David Starkey has announced in various media that Wolf Hall is a 'deliberate perversion of history', (though he has neither read the books nor seen the television adaptation so I do wonder how he can assert this). Someone, however, has told him that Mark Rylance, playing Thomas Cromwell, is portrayed as showing grief when his wife and daughters are carried off in a day by the sweating sickness. 'I gather Hilary Mantel has imagined this wonderful tender experience of Thomas Cromwell losing wife and children,' he says, and 'there is not a scrap of evidence for it at all.'


Not all historians hate historical fiction, and many of them are hugely generous towards fiction writers  - I owe an enormous debt of gratitude to Professor Michael Biddiss, for one, who referred me to several useful texts on Nazi Germany and particularly to the invaluable documentary history of Nazism by J Noakes and G Pridham - so helpful, particularly when I was writing Saving Rafael. However, much as I respect and value historians, I do not need their permission to write my fictions.
The thing is (Doctor Starkey), that a novel set in the past is not an easy-read alternative to a history book (however carefully we do our research, and some of us, notably Dame Hilary, do it very carefully indeed. Indeed Hilary Mantel's work is widely respected by historians). The term historical fiction may perhaps be a tripwire here. We are writers of fiction, and some of us choose to write about historical subjects.That means that we apply our imagination to those subjects, which is what writers do, and of course we go to places (like someone's probable response to a bereavement) that historians must in honesty hold back from.

(Excerpted records):
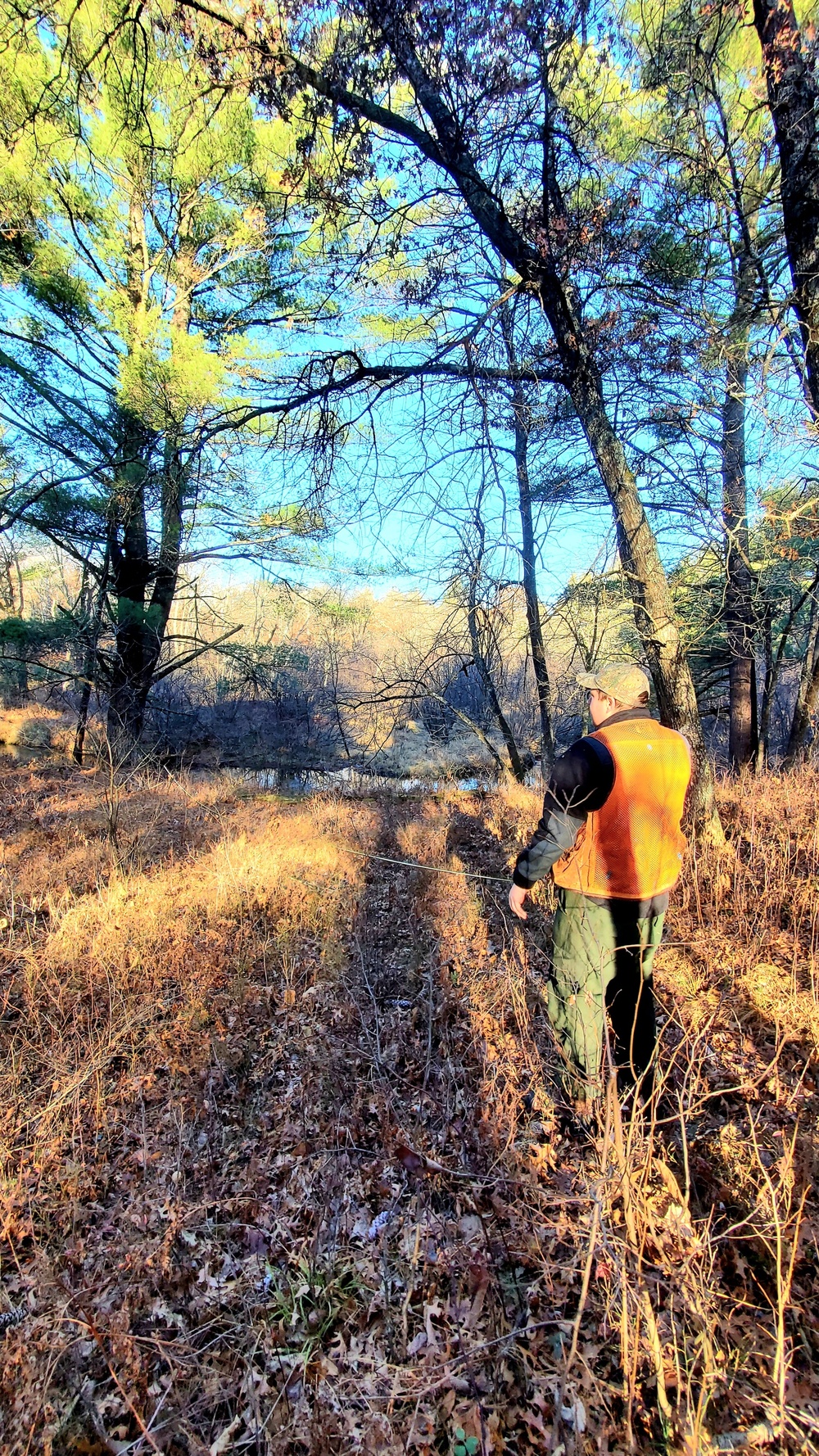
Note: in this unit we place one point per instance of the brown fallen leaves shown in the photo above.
(283, 1168)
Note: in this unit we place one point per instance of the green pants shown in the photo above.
(602, 957)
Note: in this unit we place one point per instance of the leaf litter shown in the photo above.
(284, 1165)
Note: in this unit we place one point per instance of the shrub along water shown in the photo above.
(283, 1156)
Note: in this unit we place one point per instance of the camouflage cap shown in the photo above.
(624, 681)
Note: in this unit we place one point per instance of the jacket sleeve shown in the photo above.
(581, 782)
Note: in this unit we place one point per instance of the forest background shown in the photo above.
(551, 374)
(366, 370)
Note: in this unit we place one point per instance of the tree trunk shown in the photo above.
(522, 426)
(650, 591)
(89, 664)
(740, 577)
(544, 271)
(142, 621)
(808, 694)
(793, 99)
(484, 671)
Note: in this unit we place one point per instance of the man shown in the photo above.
(611, 836)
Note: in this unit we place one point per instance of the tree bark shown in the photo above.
(522, 417)
(89, 664)
(541, 269)
(808, 694)
(740, 577)
(484, 671)
(793, 99)
(522, 426)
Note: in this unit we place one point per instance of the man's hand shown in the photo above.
(516, 898)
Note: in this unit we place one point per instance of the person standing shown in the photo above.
(611, 838)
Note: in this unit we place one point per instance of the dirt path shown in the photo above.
(310, 1196)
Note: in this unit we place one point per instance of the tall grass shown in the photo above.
(238, 1056)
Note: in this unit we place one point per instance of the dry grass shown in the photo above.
(238, 1051)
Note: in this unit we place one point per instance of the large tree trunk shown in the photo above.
(793, 98)
(740, 578)
(145, 583)
(806, 705)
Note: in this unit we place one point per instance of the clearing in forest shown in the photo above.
(283, 1168)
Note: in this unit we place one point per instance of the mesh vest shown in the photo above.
(631, 849)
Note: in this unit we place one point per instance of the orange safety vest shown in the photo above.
(633, 846)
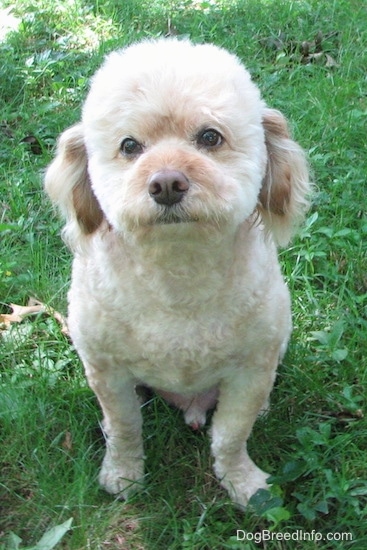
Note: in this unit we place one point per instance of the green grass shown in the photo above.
(315, 437)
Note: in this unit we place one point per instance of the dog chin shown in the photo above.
(171, 216)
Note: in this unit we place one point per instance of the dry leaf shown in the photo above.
(67, 444)
(34, 306)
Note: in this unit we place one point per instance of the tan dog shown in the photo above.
(176, 185)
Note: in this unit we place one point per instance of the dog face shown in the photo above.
(174, 133)
(164, 140)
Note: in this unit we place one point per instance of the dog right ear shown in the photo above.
(68, 184)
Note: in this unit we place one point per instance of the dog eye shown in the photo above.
(130, 147)
(209, 138)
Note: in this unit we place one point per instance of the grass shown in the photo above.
(315, 438)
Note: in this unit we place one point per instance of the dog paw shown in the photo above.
(243, 482)
(119, 479)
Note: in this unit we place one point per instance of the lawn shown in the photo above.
(309, 59)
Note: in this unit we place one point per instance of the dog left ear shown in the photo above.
(283, 196)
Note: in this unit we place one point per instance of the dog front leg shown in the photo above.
(241, 399)
(123, 465)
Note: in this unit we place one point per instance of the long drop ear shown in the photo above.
(68, 185)
(283, 198)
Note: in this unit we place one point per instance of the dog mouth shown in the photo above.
(171, 215)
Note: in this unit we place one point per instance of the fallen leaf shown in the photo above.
(19, 313)
(67, 444)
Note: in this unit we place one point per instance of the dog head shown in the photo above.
(176, 133)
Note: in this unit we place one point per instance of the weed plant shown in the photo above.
(309, 58)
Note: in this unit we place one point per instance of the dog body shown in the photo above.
(176, 186)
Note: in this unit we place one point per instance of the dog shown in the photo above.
(177, 186)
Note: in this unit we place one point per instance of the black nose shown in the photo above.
(168, 186)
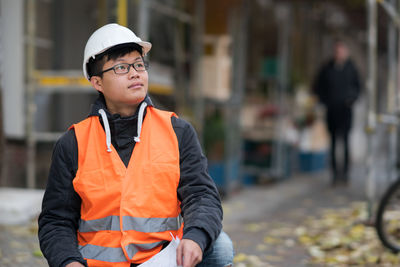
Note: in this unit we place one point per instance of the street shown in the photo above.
(300, 221)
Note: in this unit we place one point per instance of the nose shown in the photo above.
(132, 72)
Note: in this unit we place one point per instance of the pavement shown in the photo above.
(256, 216)
(251, 217)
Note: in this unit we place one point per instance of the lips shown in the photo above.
(135, 86)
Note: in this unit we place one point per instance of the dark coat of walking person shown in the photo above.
(337, 86)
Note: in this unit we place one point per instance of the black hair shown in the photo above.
(95, 66)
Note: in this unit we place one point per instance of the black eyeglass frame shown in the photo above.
(146, 67)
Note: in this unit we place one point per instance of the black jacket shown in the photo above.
(58, 221)
(338, 87)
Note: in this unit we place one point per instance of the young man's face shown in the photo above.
(123, 92)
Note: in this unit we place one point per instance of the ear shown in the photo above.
(97, 83)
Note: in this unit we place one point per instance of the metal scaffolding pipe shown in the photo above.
(30, 65)
(371, 94)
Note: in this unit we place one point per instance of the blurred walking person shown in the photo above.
(337, 86)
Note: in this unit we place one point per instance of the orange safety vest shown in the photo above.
(127, 213)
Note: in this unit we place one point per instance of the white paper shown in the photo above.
(165, 258)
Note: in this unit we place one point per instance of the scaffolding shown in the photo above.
(64, 81)
(389, 117)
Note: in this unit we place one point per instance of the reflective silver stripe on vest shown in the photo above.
(132, 249)
(145, 225)
(151, 225)
(102, 253)
(106, 223)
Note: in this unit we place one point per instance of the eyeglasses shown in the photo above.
(124, 68)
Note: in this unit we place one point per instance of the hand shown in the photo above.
(75, 264)
(188, 253)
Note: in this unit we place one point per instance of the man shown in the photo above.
(337, 86)
(122, 179)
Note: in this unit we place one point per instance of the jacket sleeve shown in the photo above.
(58, 220)
(200, 201)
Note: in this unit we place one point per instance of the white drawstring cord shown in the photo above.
(106, 128)
(140, 121)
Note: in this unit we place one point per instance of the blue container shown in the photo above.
(312, 161)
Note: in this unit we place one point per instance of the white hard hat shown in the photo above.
(108, 36)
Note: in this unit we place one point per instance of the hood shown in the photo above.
(99, 108)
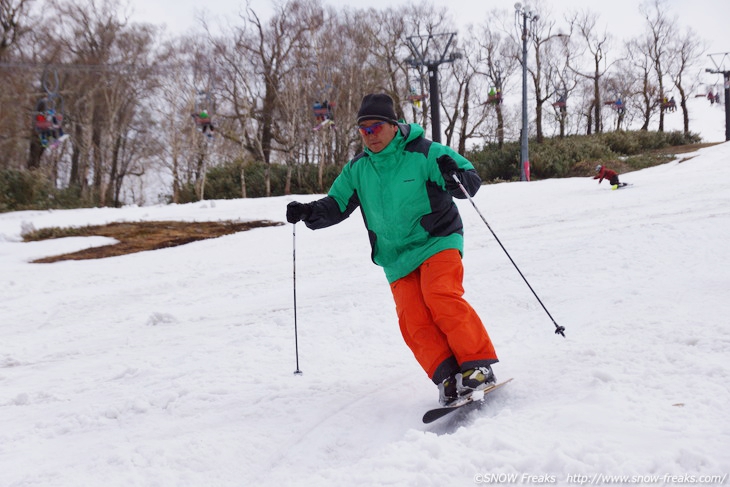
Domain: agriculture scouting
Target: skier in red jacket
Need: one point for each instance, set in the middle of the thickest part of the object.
(606, 173)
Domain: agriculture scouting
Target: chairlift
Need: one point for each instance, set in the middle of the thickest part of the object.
(48, 115)
(203, 114)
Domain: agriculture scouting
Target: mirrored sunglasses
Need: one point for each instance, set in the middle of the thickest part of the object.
(374, 129)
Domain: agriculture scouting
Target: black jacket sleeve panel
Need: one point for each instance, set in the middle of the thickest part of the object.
(471, 182)
(326, 212)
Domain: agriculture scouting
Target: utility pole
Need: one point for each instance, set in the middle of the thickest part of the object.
(719, 69)
(420, 46)
(523, 16)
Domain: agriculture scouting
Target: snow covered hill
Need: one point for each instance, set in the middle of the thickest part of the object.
(175, 367)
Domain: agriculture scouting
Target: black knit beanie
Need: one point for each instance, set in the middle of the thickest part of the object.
(376, 106)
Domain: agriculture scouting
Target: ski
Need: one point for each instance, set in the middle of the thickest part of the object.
(475, 397)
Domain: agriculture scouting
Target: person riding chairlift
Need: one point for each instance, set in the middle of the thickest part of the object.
(204, 122)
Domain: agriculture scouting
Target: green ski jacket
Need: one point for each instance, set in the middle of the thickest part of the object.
(408, 211)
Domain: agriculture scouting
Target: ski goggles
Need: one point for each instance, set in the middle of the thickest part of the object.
(374, 129)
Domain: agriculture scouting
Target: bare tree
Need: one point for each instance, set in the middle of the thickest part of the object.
(686, 50)
(585, 25)
(270, 49)
(658, 39)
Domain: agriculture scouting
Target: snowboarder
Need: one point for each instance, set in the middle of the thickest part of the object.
(404, 185)
(605, 173)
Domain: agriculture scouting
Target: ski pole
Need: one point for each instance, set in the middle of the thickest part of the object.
(559, 330)
(294, 275)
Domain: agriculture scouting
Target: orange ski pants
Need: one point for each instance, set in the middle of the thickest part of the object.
(437, 324)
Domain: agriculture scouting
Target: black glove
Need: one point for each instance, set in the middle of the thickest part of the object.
(448, 167)
(296, 211)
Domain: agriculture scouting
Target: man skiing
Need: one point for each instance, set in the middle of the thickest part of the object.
(404, 184)
(603, 172)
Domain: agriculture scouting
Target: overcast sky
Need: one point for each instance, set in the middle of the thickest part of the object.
(709, 18)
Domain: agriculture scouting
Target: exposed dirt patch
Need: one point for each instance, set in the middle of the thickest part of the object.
(140, 236)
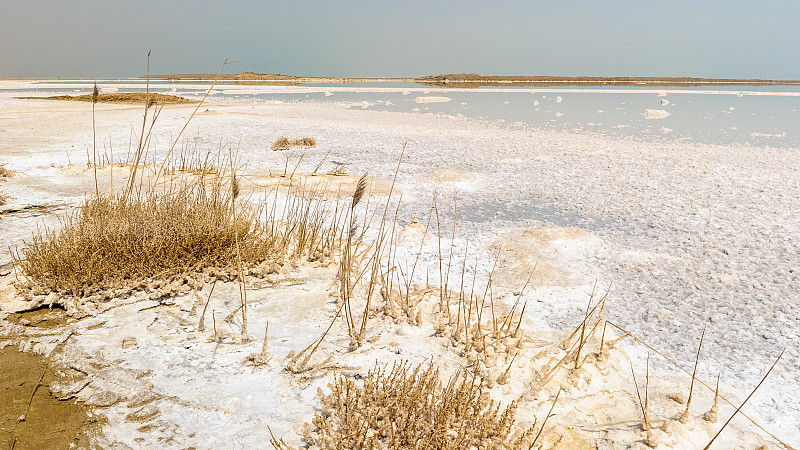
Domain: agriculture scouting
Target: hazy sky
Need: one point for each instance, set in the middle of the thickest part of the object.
(731, 38)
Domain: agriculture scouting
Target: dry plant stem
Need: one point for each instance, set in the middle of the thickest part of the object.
(242, 286)
(641, 404)
(583, 327)
(694, 372)
(202, 326)
(671, 361)
(94, 140)
(139, 149)
(172, 147)
(544, 422)
(743, 403)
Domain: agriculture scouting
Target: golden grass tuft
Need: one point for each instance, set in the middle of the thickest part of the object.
(112, 241)
(410, 408)
(121, 97)
(284, 143)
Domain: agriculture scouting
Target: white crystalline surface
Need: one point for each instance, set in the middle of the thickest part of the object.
(693, 236)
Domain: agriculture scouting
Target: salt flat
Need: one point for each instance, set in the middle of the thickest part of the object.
(691, 236)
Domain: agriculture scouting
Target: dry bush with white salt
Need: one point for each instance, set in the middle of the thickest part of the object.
(284, 143)
(411, 408)
(112, 241)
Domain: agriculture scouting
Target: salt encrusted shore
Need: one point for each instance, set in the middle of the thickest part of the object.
(691, 236)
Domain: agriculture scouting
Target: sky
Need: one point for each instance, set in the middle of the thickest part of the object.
(402, 38)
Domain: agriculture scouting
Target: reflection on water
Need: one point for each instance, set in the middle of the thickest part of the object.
(717, 115)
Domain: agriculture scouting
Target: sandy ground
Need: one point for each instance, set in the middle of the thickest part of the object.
(691, 236)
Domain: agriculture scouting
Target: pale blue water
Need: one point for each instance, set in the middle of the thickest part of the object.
(696, 114)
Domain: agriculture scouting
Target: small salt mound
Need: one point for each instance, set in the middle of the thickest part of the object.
(767, 135)
(655, 114)
(448, 176)
(432, 99)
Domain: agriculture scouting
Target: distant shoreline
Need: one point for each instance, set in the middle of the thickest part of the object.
(461, 81)
(475, 80)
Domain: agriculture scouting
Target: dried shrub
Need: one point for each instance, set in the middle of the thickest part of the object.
(111, 241)
(411, 408)
(284, 143)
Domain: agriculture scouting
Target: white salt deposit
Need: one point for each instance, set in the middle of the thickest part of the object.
(432, 99)
(692, 236)
(655, 114)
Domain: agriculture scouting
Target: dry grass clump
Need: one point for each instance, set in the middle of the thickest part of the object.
(411, 408)
(110, 239)
(112, 242)
(122, 97)
(283, 143)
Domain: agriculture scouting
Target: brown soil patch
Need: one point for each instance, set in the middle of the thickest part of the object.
(40, 318)
(541, 248)
(123, 97)
(30, 417)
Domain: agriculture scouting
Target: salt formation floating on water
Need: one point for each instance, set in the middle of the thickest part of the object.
(432, 99)
(655, 114)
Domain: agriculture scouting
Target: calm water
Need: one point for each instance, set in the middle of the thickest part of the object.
(754, 115)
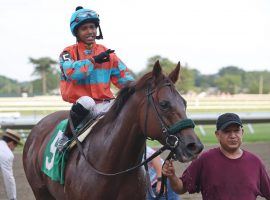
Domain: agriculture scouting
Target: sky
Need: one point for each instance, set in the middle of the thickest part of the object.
(205, 35)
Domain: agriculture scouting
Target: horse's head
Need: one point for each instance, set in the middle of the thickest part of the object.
(163, 114)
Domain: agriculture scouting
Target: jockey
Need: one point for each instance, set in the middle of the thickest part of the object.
(88, 69)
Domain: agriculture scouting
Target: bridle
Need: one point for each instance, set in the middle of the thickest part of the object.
(172, 141)
(168, 131)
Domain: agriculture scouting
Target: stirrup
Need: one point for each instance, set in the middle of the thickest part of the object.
(62, 143)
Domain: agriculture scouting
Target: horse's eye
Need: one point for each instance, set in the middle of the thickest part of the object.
(164, 105)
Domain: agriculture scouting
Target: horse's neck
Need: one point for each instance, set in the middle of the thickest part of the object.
(119, 143)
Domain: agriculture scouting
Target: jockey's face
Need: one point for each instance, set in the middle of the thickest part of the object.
(230, 138)
(87, 33)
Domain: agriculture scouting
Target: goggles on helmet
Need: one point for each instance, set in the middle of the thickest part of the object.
(85, 15)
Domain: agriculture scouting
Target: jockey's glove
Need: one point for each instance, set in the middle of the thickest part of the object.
(103, 57)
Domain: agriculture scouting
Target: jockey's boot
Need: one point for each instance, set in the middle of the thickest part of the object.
(78, 112)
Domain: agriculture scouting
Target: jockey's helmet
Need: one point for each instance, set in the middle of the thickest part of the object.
(81, 16)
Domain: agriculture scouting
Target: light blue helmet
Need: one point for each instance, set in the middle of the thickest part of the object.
(82, 15)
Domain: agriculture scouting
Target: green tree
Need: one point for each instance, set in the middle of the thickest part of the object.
(9, 87)
(42, 68)
(229, 83)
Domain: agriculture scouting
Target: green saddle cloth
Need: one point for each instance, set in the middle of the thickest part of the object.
(54, 162)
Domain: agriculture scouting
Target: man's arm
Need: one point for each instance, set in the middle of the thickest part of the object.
(175, 182)
(157, 165)
(9, 181)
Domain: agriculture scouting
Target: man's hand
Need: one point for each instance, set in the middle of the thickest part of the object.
(168, 169)
(103, 57)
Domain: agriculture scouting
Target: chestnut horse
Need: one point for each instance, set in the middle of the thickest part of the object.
(148, 107)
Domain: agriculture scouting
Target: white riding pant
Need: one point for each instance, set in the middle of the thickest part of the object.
(89, 104)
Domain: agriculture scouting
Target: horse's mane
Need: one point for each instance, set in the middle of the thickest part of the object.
(124, 94)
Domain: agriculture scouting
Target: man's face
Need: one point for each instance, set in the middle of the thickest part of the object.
(87, 33)
(230, 138)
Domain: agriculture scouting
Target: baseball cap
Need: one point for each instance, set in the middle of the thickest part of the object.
(227, 119)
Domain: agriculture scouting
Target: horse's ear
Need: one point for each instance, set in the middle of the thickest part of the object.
(157, 70)
(174, 75)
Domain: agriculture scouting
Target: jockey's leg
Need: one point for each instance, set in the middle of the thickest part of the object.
(84, 106)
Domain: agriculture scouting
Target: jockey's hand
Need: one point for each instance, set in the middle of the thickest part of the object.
(103, 57)
(168, 169)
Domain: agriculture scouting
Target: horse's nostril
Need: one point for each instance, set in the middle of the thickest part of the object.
(191, 146)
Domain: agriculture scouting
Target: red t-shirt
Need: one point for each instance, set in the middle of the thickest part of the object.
(220, 178)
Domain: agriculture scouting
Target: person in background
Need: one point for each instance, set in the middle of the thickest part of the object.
(88, 69)
(8, 143)
(155, 172)
(225, 172)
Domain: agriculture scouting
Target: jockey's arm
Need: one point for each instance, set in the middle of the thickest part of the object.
(75, 70)
(175, 182)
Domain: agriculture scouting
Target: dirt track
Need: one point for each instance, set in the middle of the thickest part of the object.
(24, 191)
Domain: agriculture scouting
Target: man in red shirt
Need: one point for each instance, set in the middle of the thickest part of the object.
(88, 69)
(226, 172)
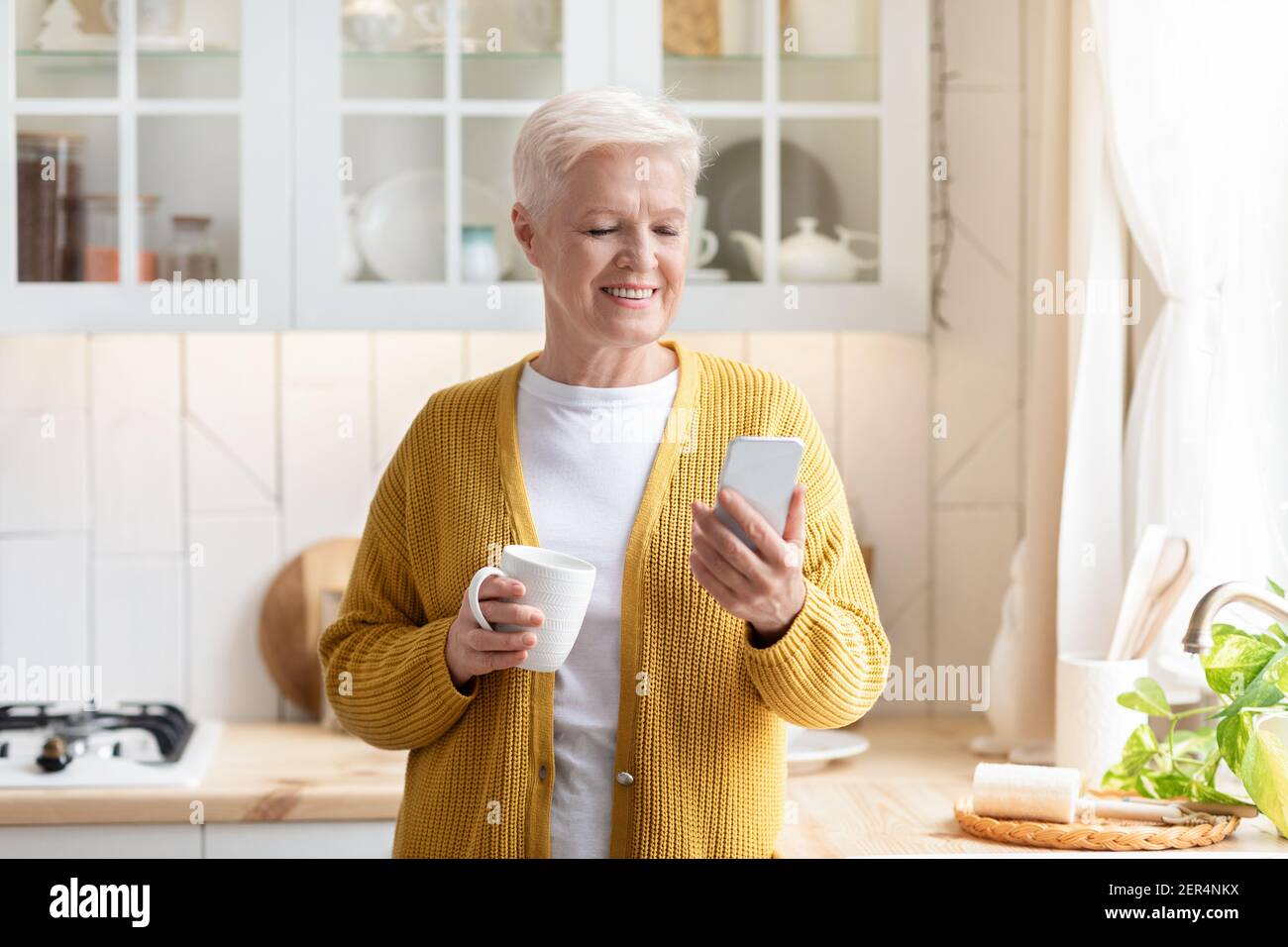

(What the exercise asks): Please reproduce everything in the historical fiction passage from "Not all historians" down to "write my fictions.". Work from the historical fiction passage and nothing else.

(Final result):
Not all historians hate historical fiction, and many of them are hugely generous towards fiction writers  - I owe an enormous debt of gratitude to Professor Michael Biddiss, for one, who referred me to several useful texts on Nazi Germany and particularly to the invaluable documentary history of Nazism by J Noakes and G Pridham - so helpful, particularly when I was writing Saving Rafael. However, much as I respect and value historians, I do not need their permission to write my fictions.